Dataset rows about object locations
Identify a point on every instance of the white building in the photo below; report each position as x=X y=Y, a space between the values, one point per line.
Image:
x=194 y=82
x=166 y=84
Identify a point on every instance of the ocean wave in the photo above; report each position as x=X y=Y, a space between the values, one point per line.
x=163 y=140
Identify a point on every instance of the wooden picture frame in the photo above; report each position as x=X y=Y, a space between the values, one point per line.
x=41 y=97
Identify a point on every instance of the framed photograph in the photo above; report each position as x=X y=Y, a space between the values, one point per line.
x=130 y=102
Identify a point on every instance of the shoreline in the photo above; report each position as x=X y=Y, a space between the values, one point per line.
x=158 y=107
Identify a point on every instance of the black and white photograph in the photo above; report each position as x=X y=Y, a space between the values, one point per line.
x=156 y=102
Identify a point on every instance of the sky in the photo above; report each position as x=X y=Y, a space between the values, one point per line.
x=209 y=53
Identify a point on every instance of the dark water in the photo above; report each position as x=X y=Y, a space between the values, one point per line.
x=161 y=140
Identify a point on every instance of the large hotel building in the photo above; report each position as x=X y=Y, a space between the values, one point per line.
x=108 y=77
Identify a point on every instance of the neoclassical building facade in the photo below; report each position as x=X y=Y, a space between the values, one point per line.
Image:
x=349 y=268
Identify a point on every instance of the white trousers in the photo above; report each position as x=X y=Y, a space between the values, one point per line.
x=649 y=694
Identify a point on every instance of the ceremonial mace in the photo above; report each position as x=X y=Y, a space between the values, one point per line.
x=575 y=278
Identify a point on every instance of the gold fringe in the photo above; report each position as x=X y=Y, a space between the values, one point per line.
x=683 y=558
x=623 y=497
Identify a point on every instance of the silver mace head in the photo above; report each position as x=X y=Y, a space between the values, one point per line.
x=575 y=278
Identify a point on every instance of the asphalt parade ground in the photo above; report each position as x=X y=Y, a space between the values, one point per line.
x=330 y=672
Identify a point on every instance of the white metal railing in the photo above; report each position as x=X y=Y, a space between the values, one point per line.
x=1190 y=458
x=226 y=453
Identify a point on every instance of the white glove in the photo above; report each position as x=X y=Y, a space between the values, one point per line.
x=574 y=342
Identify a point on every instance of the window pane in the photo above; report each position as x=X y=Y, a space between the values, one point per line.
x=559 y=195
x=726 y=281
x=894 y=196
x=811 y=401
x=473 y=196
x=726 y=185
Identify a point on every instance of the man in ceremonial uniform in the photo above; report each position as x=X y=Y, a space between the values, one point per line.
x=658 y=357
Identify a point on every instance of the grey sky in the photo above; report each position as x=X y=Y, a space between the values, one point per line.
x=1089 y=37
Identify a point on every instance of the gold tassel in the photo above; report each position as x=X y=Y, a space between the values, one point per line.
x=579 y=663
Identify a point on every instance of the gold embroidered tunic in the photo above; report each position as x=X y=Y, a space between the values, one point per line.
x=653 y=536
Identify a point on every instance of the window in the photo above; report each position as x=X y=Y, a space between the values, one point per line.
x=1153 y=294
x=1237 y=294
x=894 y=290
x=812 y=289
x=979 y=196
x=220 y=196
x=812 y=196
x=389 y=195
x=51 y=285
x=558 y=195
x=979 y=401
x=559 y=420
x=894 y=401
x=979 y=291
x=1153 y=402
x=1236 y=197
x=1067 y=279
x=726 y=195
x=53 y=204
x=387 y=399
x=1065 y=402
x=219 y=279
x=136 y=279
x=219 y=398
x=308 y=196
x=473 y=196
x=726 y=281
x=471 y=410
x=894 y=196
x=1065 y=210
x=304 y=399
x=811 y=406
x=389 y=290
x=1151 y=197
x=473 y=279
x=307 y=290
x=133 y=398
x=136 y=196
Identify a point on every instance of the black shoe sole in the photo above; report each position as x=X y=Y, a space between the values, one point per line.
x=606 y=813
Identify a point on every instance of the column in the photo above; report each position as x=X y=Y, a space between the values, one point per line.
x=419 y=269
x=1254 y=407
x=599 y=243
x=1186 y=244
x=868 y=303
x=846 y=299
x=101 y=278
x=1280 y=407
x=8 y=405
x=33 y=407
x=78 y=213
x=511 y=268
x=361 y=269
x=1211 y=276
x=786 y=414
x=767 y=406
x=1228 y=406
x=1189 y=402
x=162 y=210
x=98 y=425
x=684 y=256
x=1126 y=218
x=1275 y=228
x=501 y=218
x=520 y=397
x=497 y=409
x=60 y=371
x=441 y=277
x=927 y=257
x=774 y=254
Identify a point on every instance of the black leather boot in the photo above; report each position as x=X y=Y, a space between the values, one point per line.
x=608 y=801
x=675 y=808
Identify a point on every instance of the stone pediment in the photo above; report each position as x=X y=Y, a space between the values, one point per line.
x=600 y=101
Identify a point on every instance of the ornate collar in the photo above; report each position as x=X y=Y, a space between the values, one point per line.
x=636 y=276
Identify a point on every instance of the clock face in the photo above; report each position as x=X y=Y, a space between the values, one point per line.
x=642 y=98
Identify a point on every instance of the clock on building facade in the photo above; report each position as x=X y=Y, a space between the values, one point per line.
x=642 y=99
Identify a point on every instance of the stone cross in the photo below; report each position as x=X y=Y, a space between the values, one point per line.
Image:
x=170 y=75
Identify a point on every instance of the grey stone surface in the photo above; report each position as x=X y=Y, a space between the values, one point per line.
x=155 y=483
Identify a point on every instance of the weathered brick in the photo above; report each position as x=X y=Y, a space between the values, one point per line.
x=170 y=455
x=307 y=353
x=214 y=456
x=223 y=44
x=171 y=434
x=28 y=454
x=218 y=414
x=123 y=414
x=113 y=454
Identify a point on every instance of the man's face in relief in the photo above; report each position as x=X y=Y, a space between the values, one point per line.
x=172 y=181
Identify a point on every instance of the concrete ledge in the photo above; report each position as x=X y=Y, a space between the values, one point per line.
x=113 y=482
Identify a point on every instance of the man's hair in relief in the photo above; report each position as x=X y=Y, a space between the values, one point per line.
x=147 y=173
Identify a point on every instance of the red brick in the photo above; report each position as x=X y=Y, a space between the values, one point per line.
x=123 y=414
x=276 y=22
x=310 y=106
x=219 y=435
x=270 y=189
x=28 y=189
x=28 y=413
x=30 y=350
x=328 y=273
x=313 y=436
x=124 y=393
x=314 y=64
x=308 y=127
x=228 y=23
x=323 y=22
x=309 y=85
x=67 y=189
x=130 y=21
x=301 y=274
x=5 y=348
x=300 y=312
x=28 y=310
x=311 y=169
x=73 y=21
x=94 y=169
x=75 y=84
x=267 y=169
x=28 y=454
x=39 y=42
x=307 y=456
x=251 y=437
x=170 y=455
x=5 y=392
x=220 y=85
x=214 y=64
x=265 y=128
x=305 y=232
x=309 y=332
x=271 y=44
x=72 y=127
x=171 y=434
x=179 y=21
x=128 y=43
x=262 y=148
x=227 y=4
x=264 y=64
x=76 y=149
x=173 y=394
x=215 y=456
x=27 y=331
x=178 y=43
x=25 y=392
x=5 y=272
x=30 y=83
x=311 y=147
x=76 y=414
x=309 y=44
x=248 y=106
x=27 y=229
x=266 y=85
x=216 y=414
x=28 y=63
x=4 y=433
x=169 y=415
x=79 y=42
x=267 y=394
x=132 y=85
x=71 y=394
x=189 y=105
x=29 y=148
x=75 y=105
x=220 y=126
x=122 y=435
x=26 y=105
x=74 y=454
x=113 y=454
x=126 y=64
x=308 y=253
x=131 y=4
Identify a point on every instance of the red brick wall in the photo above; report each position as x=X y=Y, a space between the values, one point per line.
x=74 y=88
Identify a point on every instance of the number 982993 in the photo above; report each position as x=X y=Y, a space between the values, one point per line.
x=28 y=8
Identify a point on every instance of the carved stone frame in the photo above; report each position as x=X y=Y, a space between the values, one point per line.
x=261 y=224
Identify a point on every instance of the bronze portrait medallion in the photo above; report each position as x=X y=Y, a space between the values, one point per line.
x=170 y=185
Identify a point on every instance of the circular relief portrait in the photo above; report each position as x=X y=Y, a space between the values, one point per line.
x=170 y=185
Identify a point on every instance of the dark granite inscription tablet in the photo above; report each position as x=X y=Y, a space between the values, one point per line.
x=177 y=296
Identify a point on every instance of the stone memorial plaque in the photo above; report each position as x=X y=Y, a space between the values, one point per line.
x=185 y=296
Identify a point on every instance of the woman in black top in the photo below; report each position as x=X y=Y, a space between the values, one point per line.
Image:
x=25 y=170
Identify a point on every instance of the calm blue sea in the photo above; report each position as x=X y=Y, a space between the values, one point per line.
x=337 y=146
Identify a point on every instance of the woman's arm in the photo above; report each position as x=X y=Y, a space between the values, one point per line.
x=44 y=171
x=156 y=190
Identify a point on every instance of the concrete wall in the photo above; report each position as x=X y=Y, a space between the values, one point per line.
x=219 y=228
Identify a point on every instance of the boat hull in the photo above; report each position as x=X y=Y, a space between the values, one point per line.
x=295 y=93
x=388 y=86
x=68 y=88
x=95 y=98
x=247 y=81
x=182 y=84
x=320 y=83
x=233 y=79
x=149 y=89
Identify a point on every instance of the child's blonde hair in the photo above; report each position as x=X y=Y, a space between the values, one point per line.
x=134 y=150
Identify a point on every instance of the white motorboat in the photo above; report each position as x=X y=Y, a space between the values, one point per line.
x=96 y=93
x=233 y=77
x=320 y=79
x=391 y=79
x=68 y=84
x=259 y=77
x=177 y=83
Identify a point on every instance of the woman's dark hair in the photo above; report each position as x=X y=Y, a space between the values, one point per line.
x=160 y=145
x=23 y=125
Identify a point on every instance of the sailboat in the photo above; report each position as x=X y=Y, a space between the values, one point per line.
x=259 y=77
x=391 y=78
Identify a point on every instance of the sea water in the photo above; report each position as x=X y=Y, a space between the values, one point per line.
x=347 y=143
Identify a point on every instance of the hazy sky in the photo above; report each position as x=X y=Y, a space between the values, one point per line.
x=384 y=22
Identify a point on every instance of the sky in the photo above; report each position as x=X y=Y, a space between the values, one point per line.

__Prompt__
Convert the rows between the lines holding "Identify a point on every instance of the number" and "x=185 y=296", inclusive, into a two-column CSV with the header text,points. Give one line per row, and wrap each field in double quotes with any line breaks inside it replaced by spaces.

__Answer below__
text,points
"Identify a point on every instance of the number 982993 in the photo above; report each position as x=X y=Y, a space between the values, one point per line.","x=28 y=8"
"Identify a point on every instance of the carved stone frame in the photo above; report each position as x=X y=Y, a space between the values, one point per line.","x=261 y=224"
"Identify a point on every instance of the bronze portrait medallion in the photo above; report each position as x=X y=Y, a space between the values, one point per line.","x=170 y=185"
"Identify a point on every instance of the circular relief portrait in the photo above; report each position as x=X y=Y, a space between the values, one point per line.","x=170 y=185"
"Identify a point on every instance of the dark granite inscription tablet in the photo above; report each position as x=X y=Y, a space between the values, one point per line.","x=177 y=296"
"Identify a point on every instance of the stone memorial plaque in the photo above; report each position as x=X y=Y, a space between the values, one point per line.","x=185 y=296"